→ **STATED EXERCISE**: Retype the following data line for line without changing anything.

Segmentation data
+++++
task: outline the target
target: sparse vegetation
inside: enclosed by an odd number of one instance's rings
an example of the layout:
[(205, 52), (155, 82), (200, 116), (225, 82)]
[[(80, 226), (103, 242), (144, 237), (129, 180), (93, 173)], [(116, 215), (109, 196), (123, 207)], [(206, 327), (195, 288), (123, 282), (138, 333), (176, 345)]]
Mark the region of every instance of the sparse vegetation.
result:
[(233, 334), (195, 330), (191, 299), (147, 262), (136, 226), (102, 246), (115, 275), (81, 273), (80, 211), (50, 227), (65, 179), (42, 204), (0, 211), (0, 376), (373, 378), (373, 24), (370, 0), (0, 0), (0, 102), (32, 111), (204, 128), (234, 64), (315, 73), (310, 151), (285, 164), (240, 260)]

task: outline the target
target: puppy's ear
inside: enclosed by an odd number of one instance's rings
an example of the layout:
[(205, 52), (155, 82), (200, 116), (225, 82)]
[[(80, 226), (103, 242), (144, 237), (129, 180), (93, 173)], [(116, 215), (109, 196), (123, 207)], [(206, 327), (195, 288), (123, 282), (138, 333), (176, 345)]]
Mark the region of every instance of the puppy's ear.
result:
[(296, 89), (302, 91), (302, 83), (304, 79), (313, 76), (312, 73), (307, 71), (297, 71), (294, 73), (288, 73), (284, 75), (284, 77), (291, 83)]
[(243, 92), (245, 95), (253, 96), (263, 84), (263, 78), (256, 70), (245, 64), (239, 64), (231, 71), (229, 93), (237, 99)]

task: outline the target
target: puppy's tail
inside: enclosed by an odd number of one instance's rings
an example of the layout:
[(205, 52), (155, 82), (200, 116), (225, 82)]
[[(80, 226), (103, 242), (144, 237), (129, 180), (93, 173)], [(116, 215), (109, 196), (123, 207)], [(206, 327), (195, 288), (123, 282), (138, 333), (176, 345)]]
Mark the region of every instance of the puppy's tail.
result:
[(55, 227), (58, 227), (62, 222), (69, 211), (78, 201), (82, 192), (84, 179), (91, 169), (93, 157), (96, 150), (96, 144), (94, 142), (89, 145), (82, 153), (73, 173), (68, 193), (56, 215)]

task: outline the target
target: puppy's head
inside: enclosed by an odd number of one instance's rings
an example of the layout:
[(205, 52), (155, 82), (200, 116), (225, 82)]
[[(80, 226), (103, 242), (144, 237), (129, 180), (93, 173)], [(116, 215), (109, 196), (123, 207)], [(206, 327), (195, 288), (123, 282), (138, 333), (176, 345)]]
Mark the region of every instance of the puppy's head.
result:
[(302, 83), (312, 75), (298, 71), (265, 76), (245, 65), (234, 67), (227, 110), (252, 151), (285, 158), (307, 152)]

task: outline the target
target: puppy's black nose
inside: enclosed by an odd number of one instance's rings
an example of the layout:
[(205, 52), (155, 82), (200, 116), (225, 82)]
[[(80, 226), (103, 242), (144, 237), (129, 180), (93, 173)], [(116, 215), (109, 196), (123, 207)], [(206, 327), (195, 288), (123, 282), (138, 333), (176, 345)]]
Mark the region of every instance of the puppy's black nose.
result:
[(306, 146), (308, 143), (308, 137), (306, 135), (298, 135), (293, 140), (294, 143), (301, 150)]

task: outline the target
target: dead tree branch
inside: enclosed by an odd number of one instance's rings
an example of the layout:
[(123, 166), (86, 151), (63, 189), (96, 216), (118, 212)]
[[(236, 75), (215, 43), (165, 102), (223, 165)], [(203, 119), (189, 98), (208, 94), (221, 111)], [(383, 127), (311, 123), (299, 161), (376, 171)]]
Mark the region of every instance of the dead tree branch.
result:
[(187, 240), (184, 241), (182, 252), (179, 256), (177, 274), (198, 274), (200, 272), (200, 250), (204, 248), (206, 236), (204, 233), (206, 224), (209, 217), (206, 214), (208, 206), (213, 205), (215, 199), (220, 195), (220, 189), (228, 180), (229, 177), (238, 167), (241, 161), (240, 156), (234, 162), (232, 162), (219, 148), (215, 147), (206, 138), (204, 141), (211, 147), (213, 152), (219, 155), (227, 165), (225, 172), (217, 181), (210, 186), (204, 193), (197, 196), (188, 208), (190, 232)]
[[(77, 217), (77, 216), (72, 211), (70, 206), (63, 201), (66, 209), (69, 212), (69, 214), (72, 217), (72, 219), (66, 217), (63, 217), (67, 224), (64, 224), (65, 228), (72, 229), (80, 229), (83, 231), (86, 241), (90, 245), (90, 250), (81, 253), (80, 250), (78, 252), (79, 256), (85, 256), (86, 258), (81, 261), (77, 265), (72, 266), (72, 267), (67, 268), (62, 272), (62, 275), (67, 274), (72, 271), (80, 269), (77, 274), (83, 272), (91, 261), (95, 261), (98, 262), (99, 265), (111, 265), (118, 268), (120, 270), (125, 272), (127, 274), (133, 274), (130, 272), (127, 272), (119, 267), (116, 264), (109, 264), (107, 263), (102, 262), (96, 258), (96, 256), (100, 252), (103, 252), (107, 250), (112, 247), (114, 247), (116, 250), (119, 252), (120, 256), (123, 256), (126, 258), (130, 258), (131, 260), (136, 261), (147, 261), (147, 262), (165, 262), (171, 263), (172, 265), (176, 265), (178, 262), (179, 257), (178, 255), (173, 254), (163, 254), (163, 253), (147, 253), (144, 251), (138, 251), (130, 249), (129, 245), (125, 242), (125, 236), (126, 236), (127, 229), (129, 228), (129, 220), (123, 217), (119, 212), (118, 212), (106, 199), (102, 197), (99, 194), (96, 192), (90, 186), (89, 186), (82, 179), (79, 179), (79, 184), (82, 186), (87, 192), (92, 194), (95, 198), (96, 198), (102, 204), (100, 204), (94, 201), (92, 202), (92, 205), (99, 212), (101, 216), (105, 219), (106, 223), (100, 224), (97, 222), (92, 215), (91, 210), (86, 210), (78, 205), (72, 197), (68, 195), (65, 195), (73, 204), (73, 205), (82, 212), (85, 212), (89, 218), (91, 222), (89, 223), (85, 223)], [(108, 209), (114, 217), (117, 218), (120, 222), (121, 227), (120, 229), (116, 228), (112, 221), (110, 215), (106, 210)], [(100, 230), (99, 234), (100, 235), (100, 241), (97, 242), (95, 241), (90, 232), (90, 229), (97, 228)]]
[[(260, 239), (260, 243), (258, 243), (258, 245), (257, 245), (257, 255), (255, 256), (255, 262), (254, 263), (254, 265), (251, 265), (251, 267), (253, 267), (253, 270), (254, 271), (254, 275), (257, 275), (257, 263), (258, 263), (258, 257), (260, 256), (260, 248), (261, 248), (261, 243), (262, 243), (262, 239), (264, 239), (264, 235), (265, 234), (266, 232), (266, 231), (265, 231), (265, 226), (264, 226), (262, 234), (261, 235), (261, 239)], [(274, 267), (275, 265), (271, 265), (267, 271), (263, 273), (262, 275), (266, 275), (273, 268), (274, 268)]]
+++++
→ **FINAL ANSWER**:
task: outline the target
target: sparse vegetation
inside: enclosed by an odd number of one instance's rings
an example of the layout:
[(205, 52), (155, 82), (200, 116), (225, 82)]
[[(80, 226), (103, 242), (144, 237), (129, 180), (93, 173)], [(116, 215), (109, 196), (123, 207)], [(206, 327), (195, 288), (123, 282), (138, 333), (176, 345)]]
Mark the region of every instance of the sparse vegetation.
result:
[(233, 334), (195, 330), (191, 299), (147, 262), (136, 226), (102, 246), (115, 275), (81, 273), (80, 211), (50, 227), (65, 179), (42, 204), (0, 211), (0, 376), (373, 378), (373, 24), (370, 0), (0, 0), (0, 102), (32, 111), (204, 128), (234, 64), (315, 73), (310, 151), (285, 164), (240, 260)]

task: outline the target
target: puppy's ear
inside: enclosed by an odd number of one instance's rings
an example of the layout:
[(205, 52), (155, 82), (200, 116), (225, 82)]
[[(80, 226), (103, 242), (144, 237), (129, 180), (93, 173)], [(116, 215), (109, 196), (123, 207)], [(206, 327), (195, 288), (123, 282), (138, 333), (176, 345)]]
Mark the region of every instance of the puppy's ear.
result:
[(296, 89), (302, 91), (302, 83), (304, 79), (313, 76), (312, 73), (307, 71), (297, 71), (294, 73), (288, 73), (284, 75), (284, 77), (291, 83)]
[(243, 92), (245, 95), (253, 96), (263, 84), (263, 78), (256, 70), (245, 64), (239, 64), (231, 71), (229, 93), (237, 99)]

task: outline the target
target: puppy's tail
inside: enclosed by an odd number of one instance's rings
an example of the layout:
[(205, 52), (155, 82), (200, 116), (225, 82)]
[[(80, 226), (103, 242), (144, 237), (129, 180), (93, 173)], [(116, 215), (109, 196), (123, 207)], [(206, 327), (195, 288), (123, 282), (138, 333), (176, 345)]]
Mark the region of every instance of the puppy's tail.
result:
[(55, 227), (58, 227), (62, 222), (69, 211), (78, 201), (82, 192), (84, 179), (91, 169), (93, 157), (96, 150), (96, 144), (94, 142), (89, 145), (82, 153), (73, 173), (68, 193), (56, 215)]

task: outline the target
target: puppy's head
inside: enclosed by an odd number of one instance's rings
an example of the layout:
[(205, 52), (155, 82), (200, 116), (225, 82)]
[[(80, 226), (103, 242), (144, 237), (129, 180), (93, 173)], [(116, 215), (109, 196), (123, 207)], [(206, 327), (195, 288), (123, 282), (138, 333), (176, 345)]]
Mark the region of every instance of the puppy's head.
result:
[(302, 83), (312, 75), (298, 71), (265, 76), (245, 65), (234, 67), (227, 110), (252, 151), (285, 158), (307, 152)]

task: outline the target
target: puppy's black nose
inside: enclosed by an odd number of one instance's rings
an example of the layout:
[(205, 52), (155, 82), (200, 116), (225, 82)]
[[(80, 226), (103, 242), (144, 237), (129, 180), (93, 173)], [(116, 215), (109, 196), (123, 207)], [(206, 327), (195, 288), (123, 282), (138, 333), (176, 345)]]
Mark the region of every instance of the puppy's black nose.
result:
[(306, 146), (308, 143), (308, 137), (306, 135), (298, 135), (293, 140), (294, 143), (301, 150)]

task: outline the target
target: dead tree branch
inside: enclosed by an odd number of one instance's rings
an example of the layout:
[(123, 166), (86, 151), (63, 189), (96, 216), (118, 212)]
[[(236, 75), (215, 43), (165, 102), (223, 165)], [(203, 119), (189, 98), (208, 94), (221, 111)], [(383, 127), (311, 123), (299, 161), (376, 171)]]
Mark the region of every instance of the dead tree branch.
result:
[(187, 240), (184, 241), (182, 252), (179, 256), (177, 274), (198, 274), (200, 272), (200, 250), (204, 248), (206, 236), (204, 233), (206, 224), (209, 217), (206, 214), (208, 206), (213, 205), (215, 199), (220, 195), (220, 189), (228, 180), (229, 177), (238, 167), (241, 161), (240, 156), (234, 162), (232, 162), (219, 148), (215, 147), (206, 138), (204, 141), (211, 147), (213, 152), (219, 155), (227, 165), (225, 172), (217, 181), (210, 186), (204, 193), (197, 196), (188, 208), (190, 232)]
[[(77, 217), (77, 216), (72, 211), (70, 206), (63, 201), (66, 209), (69, 212), (69, 214), (72, 217), (72, 219), (66, 217), (63, 217), (67, 224), (64, 224), (65, 228), (72, 229), (80, 229), (83, 231), (86, 241), (90, 245), (90, 250), (81, 253), (80, 250), (78, 252), (79, 256), (85, 256), (86, 258), (81, 261), (77, 265), (72, 266), (72, 267), (67, 268), (62, 272), (62, 275), (67, 274), (72, 271), (80, 269), (77, 274), (83, 272), (91, 261), (95, 261), (98, 262), (99, 265), (111, 265), (118, 268), (120, 270), (125, 272), (127, 274), (133, 274), (130, 272), (127, 272), (119, 267), (116, 264), (109, 264), (107, 263), (102, 262), (96, 258), (96, 256), (100, 252), (103, 252), (107, 250), (112, 247), (114, 247), (116, 250), (119, 252), (120, 256), (123, 256), (126, 258), (130, 258), (131, 260), (136, 261), (147, 261), (147, 262), (165, 262), (171, 263), (172, 265), (176, 265), (178, 262), (179, 257), (178, 255), (173, 254), (163, 254), (163, 253), (147, 253), (144, 251), (138, 251), (130, 249), (129, 245), (125, 242), (125, 236), (126, 236), (127, 229), (129, 228), (129, 220), (123, 217), (119, 212), (118, 212), (106, 199), (102, 197), (99, 194), (96, 192), (90, 186), (89, 186), (82, 179), (79, 179), (79, 184), (82, 186), (87, 192), (92, 194), (95, 198), (96, 198), (102, 204), (100, 204), (94, 201), (92, 202), (92, 205), (99, 212), (101, 216), (105, 219), (106, 223), (100, 224), (97, 222), (92, 215), (91, 210), (86, 210), (78, 205), (72, 197), (68, 195), (65, 195), (73, 204), (73, 205), (82, 212), (85, 212), (89, 218), (91, 222), (89, 223), (85, 223)], [(108, 209), (114, 217), (117, 218), (120, 222), (121, 227), (120, 229), (116, 228), (112, 221), (110, 215), (106, 210)], [(100, 230), (99, 234), (100, 235), (100, 241), (97, 242), (95, 241), (90, 232), (90, 229), (97, 228)]]
[[(260, 239), (260, 243), (258, 243), (258, 245), (257, 245), (257, 255), (255, 256), (255, 262), (254, 263), (254, 265), (251, 265), (251, 267), (253, 267), (253, 270), (254, 271), (254, 275), (257, 275), (257, 263), (258, 263), (258, 257), (260, 256), (260, 248), (261, 248), (261, 243), (262, 243), (262, 239), (264, 239), (264, 235), (265, 234), (266, 232), (266, 231), (265, 231), (265, 226), (264, 226), (262, 234), (261, 235), (261, 239)], [(274, 267), (275, 265), (271, 265), (267, 271), (263, 273), (262, 275), (266, 275), (273, 268), (274, 268)]]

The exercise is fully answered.